Exercise requirements:
[1] In the Sunstein and Second Amendment text below, shorten the paragraph that begins "Update: A commenter has posted" while keeping its main facts.
[2] In the Sunstein and Second Amendment text below, which two Obama nominees does the writer name as exceptions to the small group?
[3] Carry the Sunstein and Second Amendment text below forward from its last sentence.

Excerpted text:
# # # # # # #
This is, admittedly, a very small group. Other than Interior Secretary Ken Salazar and Transportation Secretary Ray LaHood, I cannot think of any Obama nominee with a record of doing anything to support an individual Second Amendment right that includes the right to own a handgun.
I echo Ilya's point (see the chained post) that Sunstein has a much more pro-liberty perspective than anyone else that Obama might nominate to run the Office of Information and Regulatory Policy.
Update: A commenter has posted a video of a Sunstein lecture at U. Chicago in 2007 which presents a much more hostile attitude towards the individual right than is expressed in the Harvard article.
Still more: The American Spectator quotes an unnamed White House source:
"The goal from this White House is to have as much nonspecific language passed by Congress in policy areas like health care and the environment and then use Sunstein's office to put in place the regulatory language called for by Congress that gets us to where we want to be. It may very well be the most important job in this administration, given the lack of success we may have on Capitol Hill."
I think he means moral commitments to the NRA since it has been an active goal of the NRA to convince many as it could of an individual right to own a gun at home.
Remove the NRA's 2A campaign and I wonder how many really would view it as an individual right to own a gun?
Most people don't even seem to be aware of the militia clause and don't really understand it.
The right of "privacy" conjured up in Griswold has no such historical record.
You do understand, don't you, that your question is ridiculous, unless you also wonder how many really would want to restrict gun ownership if you remove the Brady Campaign's gun-control efforts? Remove all of the influences of editorials in major newspapers in favor of gun-control?
# # # # # # #
Data section:
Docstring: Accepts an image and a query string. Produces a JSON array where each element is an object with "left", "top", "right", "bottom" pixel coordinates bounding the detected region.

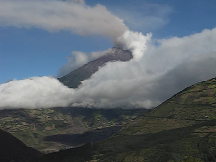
# # # # # # #
Expected outputs:
[1] A commenter posted a video of Sunstein's 2007 U. Chicago lecture. It shows a much more hostile attitude toward the individual right than his Harvard article does.

[2] Interior Secretary Ken Salazar and Transportation Secretary Ray LaHood.

[3]
In a free society, people's opinions form and change based on public discourse on a particular topic. And people on both sides of issues generally come together in an organized fashion to make the public case in favor of their preferred policy. Your questions appears to assume that the "real" public opinion must be based on a population which is either entirely ignorant or purely self-educated from 100% objective sources regarding the issue at hand.
Seriously? So now the Constitution is determined by how much cash the NRA can raise?
I don't know, is there a historical record of people clamoring to breath oxygen? I think the result of the Bork nomination answers whether people expect a right to privacy.
Oh and delicious irony: had Bork made it, we wouldn't even be having this discussion.
One non-distinction: Bork would not have found either right in the Constitution.
Cart/Horse. The NRA is strong because so many believe in the RKBA, not vice versa.
I was curious as to what the NRA did during the Bork fight. I googled for "+NRA +bork" Here's an excerpt from the second hit, from google books ("Battle for Justice")
The comments about Bork simply show how serious of a problem this is and remains. The defense of liberty is an endless task.
Not sure this is true. There were highly visible public movements in support of birth control dating back to before World War I.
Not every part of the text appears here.